Requirement » Collect every line in the records below that contains the word "blue" and copy each such line in full.

The records »
START
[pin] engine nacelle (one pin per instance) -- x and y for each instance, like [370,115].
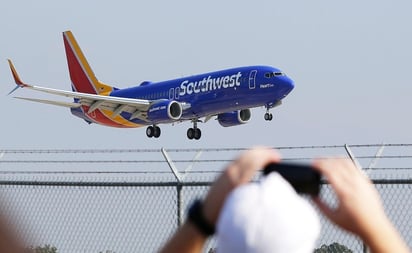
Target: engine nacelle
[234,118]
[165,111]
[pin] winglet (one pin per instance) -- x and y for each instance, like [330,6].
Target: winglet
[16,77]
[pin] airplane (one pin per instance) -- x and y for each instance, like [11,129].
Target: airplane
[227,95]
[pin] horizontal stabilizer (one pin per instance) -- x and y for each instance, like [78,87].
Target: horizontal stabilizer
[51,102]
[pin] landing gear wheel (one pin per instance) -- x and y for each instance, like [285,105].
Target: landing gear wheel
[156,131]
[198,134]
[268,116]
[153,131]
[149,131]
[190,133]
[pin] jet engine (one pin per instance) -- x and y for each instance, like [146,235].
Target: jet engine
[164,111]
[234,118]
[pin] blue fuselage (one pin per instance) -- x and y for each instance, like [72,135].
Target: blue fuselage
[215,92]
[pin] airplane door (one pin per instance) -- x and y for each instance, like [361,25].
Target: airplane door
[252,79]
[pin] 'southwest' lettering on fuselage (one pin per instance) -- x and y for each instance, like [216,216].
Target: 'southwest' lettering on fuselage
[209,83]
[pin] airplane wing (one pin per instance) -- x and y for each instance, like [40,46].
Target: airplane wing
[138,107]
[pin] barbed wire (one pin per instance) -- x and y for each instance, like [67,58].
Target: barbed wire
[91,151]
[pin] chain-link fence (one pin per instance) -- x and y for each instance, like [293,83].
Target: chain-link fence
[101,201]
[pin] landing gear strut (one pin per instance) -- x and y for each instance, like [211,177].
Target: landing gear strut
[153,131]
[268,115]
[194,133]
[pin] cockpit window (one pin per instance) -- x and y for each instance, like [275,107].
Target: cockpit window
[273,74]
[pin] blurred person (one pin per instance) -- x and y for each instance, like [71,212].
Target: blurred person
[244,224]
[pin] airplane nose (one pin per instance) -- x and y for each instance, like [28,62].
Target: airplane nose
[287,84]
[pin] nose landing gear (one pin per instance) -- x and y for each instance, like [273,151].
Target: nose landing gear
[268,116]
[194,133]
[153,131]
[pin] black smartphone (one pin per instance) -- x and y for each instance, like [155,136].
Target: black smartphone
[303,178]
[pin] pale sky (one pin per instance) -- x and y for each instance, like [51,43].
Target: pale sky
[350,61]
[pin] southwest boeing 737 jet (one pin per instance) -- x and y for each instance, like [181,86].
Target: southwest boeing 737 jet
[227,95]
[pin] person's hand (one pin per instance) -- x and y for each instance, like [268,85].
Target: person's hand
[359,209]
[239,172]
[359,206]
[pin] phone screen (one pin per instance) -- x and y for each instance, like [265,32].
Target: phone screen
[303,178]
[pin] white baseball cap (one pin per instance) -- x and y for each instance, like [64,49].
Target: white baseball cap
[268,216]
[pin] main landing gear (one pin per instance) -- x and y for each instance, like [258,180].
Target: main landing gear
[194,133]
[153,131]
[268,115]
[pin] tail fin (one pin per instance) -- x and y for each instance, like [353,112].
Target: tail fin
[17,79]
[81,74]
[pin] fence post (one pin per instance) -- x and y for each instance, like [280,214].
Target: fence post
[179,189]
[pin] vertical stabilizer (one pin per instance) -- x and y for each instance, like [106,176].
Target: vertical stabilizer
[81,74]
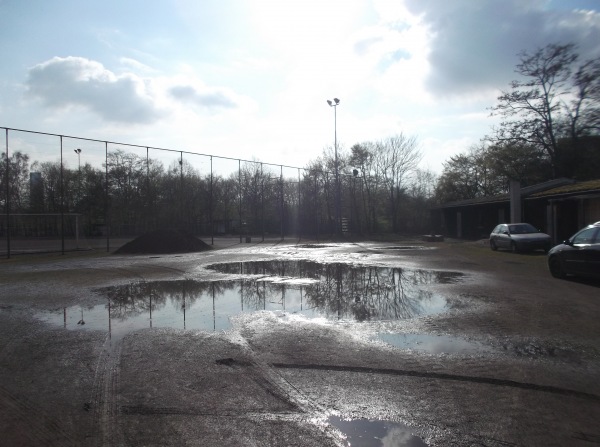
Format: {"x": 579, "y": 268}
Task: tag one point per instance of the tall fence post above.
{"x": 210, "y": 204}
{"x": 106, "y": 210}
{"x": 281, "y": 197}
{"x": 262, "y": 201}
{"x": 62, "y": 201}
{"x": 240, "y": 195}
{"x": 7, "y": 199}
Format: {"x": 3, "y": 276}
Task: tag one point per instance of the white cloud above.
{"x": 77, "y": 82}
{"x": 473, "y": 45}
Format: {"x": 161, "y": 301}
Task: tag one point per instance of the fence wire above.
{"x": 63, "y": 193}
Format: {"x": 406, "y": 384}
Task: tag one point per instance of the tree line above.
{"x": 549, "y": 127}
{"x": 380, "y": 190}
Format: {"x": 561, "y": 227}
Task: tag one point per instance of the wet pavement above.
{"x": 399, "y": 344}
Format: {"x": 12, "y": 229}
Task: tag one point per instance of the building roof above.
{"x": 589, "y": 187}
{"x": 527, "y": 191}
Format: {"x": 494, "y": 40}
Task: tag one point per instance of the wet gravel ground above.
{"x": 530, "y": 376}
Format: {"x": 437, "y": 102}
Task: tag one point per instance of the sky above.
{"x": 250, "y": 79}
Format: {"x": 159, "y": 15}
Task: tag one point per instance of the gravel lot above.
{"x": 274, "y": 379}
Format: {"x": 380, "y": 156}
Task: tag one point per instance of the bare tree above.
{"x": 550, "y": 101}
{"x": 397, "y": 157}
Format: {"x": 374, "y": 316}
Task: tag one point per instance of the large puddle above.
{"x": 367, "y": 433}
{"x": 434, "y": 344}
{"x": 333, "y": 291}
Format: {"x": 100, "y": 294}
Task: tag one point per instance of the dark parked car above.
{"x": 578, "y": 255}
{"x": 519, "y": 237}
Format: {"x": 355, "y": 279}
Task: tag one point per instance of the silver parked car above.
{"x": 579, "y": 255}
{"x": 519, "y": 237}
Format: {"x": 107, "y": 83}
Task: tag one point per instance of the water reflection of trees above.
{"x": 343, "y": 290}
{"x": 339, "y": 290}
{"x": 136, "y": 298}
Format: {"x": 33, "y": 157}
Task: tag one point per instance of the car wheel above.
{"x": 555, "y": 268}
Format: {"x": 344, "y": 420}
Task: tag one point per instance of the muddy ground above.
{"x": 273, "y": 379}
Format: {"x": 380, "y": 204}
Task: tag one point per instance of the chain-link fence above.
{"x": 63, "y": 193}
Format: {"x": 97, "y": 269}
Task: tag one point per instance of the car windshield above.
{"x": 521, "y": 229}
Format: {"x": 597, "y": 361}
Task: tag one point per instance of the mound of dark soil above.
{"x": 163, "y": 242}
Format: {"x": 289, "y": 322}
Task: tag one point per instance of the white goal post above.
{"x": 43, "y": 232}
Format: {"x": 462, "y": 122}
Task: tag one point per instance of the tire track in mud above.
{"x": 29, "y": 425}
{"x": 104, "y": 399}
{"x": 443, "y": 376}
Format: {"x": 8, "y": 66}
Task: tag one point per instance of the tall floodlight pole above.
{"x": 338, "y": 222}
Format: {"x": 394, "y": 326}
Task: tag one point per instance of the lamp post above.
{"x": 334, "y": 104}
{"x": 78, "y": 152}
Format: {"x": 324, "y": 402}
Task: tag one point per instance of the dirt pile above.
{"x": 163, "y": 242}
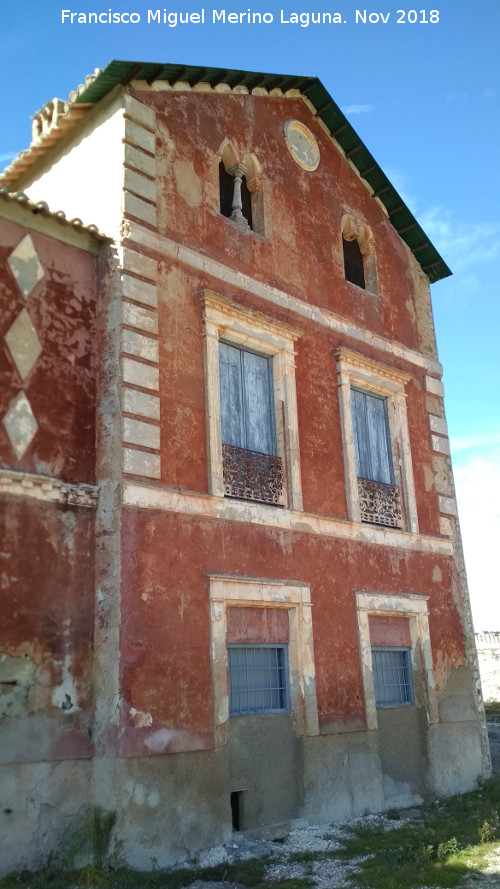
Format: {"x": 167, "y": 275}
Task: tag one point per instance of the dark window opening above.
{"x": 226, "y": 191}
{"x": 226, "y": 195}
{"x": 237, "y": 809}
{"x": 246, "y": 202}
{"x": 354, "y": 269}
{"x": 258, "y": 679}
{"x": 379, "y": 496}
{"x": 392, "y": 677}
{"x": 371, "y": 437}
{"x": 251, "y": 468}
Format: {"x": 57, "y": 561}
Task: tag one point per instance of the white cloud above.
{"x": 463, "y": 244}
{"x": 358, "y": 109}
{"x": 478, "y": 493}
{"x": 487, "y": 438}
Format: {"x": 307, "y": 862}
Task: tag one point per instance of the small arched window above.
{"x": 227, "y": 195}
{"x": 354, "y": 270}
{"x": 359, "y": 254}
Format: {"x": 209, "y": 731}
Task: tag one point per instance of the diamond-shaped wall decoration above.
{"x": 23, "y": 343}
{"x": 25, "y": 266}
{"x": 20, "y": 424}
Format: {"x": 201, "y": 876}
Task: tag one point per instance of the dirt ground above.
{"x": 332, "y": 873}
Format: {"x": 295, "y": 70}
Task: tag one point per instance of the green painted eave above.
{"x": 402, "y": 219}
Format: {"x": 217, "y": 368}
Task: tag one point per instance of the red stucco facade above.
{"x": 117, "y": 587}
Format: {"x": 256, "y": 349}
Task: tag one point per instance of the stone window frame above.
END
Final result »
[pin] blue fuselage (one pin per instance) -- x and y for each instance, like [72,135].
Target: blue fuselage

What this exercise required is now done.